Written request: Render the data from the line containing "For the evaluation set, point out every instance of the red" down to the line containing "point(152, 723)", both included, as a JSON list of strings, one string per line, omitting blank lines.

Records to use:
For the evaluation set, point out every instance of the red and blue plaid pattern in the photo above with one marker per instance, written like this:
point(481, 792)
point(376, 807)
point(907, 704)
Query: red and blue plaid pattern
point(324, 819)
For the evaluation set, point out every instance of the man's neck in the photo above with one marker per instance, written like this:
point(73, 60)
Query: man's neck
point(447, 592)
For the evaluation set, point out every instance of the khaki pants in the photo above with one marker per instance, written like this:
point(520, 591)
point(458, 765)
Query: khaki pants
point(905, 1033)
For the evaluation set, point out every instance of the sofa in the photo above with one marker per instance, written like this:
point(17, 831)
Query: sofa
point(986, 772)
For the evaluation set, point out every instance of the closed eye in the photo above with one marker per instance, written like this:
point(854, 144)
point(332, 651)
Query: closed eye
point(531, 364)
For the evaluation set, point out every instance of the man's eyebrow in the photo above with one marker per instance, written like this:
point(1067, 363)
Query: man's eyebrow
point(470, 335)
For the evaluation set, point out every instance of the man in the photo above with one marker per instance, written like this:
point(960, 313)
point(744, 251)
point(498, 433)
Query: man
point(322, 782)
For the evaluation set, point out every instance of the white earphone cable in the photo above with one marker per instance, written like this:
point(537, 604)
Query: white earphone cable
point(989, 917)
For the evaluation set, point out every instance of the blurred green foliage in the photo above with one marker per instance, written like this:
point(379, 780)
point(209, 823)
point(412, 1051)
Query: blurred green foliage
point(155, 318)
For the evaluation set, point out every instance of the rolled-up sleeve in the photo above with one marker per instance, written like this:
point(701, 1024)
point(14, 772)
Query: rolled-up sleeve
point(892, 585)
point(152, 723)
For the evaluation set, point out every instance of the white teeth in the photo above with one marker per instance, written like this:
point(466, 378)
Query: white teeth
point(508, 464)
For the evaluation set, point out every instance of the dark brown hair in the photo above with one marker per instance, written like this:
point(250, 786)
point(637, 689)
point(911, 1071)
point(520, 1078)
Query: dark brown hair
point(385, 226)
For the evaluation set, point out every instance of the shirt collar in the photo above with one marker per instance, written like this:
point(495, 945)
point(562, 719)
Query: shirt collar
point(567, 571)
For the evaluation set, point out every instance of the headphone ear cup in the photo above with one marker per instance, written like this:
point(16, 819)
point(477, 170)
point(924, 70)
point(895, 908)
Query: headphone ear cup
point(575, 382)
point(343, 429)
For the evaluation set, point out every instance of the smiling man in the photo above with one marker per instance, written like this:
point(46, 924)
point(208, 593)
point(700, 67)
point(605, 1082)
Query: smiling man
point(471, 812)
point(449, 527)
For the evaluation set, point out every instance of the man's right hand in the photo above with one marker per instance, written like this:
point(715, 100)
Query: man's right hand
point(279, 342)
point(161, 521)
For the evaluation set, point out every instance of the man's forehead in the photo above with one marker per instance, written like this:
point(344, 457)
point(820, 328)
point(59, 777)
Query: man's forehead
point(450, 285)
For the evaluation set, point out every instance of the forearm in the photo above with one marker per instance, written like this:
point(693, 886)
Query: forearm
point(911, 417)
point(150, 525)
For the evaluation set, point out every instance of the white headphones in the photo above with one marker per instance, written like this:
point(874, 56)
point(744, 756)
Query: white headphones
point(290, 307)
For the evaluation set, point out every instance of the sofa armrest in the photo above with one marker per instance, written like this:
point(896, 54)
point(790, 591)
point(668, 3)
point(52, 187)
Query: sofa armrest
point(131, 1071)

* * *

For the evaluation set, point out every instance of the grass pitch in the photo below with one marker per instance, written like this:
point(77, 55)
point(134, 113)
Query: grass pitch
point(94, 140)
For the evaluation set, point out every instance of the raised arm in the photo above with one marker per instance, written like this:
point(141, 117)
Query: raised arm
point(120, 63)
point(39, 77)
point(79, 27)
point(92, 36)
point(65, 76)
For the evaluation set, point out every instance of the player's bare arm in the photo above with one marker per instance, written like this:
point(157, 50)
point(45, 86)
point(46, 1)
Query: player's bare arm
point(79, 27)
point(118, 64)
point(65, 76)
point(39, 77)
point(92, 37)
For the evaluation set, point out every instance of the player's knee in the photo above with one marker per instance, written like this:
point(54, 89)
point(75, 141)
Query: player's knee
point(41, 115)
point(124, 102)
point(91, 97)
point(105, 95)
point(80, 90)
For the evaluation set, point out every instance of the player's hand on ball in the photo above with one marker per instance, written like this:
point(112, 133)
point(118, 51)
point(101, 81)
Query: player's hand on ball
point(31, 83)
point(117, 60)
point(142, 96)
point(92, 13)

Output below:
[
  "For the evaluation set, point out every instance of the red and blue plaid pattern in the photo above with one marker per instance, written like this:",
  "point(481, 792)",
  "point(376, 807)",
  "point(907, 704)",
  "Query: red and blue plaid pattern",
  "point(324, 819)",
  "For the evaluation set, point out every instance of the man's neck in the photo above with one marker per instance, written like this:",
  "point(73, 60)",
  "Query: man's neck",
  "point(447, 592)",
  "For the evaluation set, point out every instance of the khaki pants in the photo above with one marker per instance, written like this:",
  "point(520, 591)",
  "point(458, 765)",
  "Query: khaki pants",
  "point(905, 1033)",
  "For the evaluation set, point out every instance of the sofa in the photo above with one marker per instance, written like this:",
  "point(17, 831)",
  "Query: sofa",
  "point(986, 772)",
  "For the evaluation set, point out every instance of the closed eye in the photo above with one marker per instance, written like this:",
  "point(854, 144)",
  "point(332, 651)",
  "Query: closed eye",
  "point(531, 364)",
  "For the evaluation set, point out every instance of the man's eyebrow in the photo above with one marker per instance, written like this:",
  "point(1067, 363)",
  "Query: man's eyebrow",
  "point(470, 335)",
  "For the evaluation set, point out every instance of the man in the photo above with one marker per instance, written like this:",
  "point(960, 313)",
  "point(744, 251)",
  "point(498, 433)",
  "Query: man",
  "point(322, 782)",
  "For the evaluation set, point out every instance of the white earphone cable in the photo above with one marker per instance, written like this:",
  "point(537, 604)",
  "Query: white earphone cable",
  "point(989, 917)",
  "For the evaluation set, point out every instance of the blurred green foliage in the photo above with one marker per instance, written like this:",
  "point(379, 780)",
  "point(209, 823)",
  "point(412, 1051)",
  "Query: blurred green foliage",
  "point(155, 318)",
  "For the evaluation set, point out every instance of the rolled-up sleeve in the photo above with one marker per instance, written like this:",
  "point(701, 1024)",
  "point(14, 772)",
  "Query: rolled-up sleeve",
  "point(892, 585)",
  "point(152, 723)"
]